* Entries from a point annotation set
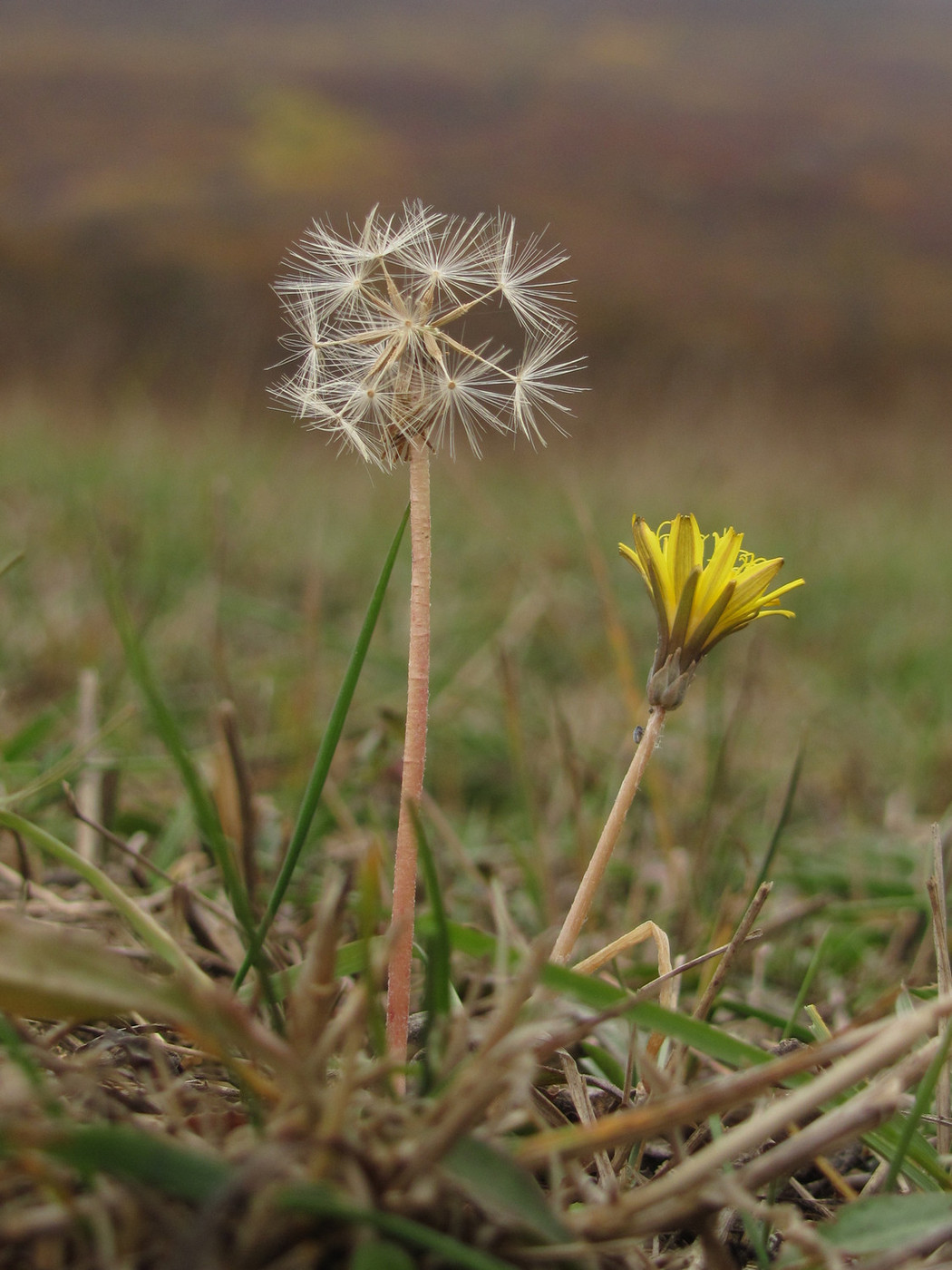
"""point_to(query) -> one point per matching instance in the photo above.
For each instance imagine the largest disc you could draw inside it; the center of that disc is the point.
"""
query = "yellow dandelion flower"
(698, 601)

* The problem
Please write out every line of the listing above word for word, leaving out the pictures.

* Solution
"""point_to(query) -> one point per matching instance in the photo above.
For each instance imagine the largest disc you could draw inside it; the center of that disc is the point.
"""
query = "yellow dandelion flower"
(698, 601)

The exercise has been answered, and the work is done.